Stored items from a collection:
-------------------------
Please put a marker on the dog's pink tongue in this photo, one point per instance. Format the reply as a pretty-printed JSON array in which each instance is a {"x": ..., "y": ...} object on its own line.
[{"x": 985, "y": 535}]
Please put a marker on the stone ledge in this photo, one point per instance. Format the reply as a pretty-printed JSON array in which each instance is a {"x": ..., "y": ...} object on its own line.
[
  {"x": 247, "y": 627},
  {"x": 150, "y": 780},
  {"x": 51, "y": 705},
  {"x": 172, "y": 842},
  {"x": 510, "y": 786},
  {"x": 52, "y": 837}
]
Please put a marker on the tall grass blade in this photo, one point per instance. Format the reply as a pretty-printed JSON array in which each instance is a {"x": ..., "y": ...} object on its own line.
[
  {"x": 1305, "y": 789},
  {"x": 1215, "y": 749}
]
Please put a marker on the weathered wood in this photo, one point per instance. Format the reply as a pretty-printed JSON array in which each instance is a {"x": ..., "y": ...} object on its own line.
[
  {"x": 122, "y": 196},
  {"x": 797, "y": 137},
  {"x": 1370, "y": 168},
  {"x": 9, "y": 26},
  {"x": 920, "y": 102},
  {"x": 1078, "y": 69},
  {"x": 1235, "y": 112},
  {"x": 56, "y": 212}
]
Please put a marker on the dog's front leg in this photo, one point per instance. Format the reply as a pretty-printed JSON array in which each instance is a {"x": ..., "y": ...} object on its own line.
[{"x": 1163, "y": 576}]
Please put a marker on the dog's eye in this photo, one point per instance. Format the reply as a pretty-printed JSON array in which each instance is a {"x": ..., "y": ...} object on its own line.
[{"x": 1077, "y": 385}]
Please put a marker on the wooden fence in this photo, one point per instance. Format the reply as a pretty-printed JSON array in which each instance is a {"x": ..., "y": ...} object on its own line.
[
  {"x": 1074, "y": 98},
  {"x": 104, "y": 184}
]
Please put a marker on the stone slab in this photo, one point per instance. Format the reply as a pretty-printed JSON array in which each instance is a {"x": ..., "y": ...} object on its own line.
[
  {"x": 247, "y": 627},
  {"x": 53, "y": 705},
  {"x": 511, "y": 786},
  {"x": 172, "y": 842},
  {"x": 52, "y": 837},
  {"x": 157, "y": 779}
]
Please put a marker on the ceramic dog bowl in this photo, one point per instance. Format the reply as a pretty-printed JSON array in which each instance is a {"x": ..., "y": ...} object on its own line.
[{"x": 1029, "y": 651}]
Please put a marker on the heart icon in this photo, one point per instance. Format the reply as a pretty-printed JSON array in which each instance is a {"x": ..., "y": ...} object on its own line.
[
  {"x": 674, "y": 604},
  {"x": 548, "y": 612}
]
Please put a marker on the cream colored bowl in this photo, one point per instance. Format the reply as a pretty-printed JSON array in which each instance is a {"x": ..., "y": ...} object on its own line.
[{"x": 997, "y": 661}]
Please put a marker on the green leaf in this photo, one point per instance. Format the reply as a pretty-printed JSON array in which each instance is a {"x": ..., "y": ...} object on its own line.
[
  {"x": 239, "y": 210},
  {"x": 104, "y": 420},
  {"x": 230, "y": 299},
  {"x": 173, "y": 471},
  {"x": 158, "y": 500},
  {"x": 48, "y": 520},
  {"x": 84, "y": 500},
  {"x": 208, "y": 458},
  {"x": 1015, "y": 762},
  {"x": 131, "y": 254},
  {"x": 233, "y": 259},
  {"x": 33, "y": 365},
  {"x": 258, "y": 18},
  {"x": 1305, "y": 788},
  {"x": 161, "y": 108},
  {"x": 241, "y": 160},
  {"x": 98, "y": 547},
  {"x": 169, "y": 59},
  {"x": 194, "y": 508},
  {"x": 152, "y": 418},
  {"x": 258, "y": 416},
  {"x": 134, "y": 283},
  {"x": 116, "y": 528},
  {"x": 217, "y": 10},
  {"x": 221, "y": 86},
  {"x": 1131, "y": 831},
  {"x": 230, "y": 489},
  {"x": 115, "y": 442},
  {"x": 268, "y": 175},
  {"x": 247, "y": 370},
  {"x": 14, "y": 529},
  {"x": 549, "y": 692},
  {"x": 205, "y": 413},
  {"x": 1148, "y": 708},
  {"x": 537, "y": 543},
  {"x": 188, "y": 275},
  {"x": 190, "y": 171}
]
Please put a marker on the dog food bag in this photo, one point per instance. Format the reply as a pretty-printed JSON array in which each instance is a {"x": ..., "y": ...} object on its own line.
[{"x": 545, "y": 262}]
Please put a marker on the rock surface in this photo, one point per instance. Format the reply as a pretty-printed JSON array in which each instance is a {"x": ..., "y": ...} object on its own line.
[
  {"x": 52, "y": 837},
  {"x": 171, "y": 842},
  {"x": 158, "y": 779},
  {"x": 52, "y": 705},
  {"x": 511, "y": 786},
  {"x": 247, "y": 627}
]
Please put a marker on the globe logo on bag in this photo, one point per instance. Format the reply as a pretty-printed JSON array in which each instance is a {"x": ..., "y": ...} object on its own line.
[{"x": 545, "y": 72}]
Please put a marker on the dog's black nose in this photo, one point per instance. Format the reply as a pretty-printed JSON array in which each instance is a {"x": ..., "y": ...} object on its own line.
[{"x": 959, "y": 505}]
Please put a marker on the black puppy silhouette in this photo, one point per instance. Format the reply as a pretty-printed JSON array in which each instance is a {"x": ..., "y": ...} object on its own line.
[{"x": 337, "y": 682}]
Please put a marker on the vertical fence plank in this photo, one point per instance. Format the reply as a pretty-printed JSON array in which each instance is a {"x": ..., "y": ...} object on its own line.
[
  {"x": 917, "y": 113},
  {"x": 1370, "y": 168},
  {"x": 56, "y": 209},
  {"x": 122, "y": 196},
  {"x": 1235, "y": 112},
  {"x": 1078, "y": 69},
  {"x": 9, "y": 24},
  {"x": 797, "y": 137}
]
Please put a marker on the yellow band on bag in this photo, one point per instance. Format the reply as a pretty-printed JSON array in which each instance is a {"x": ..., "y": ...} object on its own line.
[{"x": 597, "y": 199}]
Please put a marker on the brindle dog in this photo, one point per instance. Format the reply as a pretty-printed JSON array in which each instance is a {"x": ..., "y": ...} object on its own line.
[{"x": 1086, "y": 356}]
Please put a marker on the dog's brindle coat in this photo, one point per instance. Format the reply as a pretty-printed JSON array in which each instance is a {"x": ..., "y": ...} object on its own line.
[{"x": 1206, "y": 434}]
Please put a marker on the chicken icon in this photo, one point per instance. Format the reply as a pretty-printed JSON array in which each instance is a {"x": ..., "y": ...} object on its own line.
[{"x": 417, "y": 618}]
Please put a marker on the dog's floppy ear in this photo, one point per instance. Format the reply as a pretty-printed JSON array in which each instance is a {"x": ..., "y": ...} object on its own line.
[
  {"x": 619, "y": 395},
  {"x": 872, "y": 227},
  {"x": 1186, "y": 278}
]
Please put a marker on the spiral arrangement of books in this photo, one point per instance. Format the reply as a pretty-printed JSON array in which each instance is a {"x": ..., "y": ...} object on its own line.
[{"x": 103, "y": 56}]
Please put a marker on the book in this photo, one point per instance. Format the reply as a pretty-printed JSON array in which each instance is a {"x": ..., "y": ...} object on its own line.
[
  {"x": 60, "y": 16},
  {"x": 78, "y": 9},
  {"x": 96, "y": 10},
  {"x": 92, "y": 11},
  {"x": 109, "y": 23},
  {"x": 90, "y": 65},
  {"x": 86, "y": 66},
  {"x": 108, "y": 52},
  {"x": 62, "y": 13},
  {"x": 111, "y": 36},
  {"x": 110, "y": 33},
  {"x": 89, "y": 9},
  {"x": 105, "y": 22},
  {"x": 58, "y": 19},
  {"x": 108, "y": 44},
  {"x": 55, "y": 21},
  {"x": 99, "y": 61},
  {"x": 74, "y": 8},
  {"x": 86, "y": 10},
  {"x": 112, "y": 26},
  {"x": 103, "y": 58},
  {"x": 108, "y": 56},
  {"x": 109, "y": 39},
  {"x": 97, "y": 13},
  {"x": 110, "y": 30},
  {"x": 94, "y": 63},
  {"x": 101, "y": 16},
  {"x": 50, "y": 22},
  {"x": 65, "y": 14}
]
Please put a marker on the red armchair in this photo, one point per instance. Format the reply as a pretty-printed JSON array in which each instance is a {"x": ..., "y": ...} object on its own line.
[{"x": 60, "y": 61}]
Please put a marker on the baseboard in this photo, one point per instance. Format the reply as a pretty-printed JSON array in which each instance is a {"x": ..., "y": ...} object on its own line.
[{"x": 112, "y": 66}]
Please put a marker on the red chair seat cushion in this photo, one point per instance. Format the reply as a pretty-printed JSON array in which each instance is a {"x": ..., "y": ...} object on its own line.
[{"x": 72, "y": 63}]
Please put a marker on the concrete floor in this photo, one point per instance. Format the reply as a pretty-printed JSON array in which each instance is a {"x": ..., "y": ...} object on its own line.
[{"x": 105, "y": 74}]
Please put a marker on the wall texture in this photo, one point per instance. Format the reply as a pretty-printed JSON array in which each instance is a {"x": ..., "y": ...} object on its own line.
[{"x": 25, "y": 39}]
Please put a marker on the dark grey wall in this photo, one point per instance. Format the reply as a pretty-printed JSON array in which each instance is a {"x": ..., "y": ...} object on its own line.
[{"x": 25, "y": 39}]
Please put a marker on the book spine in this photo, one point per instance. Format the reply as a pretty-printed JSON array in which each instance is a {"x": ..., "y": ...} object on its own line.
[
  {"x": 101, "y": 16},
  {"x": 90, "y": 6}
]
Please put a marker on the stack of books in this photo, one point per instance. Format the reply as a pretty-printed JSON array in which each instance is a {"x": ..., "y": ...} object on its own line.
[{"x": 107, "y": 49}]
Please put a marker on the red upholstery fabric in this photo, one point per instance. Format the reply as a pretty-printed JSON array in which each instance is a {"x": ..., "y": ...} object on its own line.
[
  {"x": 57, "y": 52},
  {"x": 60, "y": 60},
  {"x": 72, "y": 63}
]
-------------------------
* _Written instruction_
Only the lines from the one holding "Please put a marker on the stack" through the end of the listing should be given again, exactly and with both ends included.

* _Solution to the exercise_
Please put a marker on the stack of books in this photo, one point per instance. Format the reply as a pretty-printed JSON array in which each instance is a {"x": ..., "y": ...} object on its own line.
[{"x": 107, "y": 49}]
Please put a marker on the red upholstery fabric in this photo, one point per instance. Format the reply as a pretty-printed JSON array in which each instance is a {"x": ..., "y": ...} object on its own line.
[
  {"x": 57, "y": 52},
  {"x": 60, "y": 60},
  {"x": 72, "y": 63}
]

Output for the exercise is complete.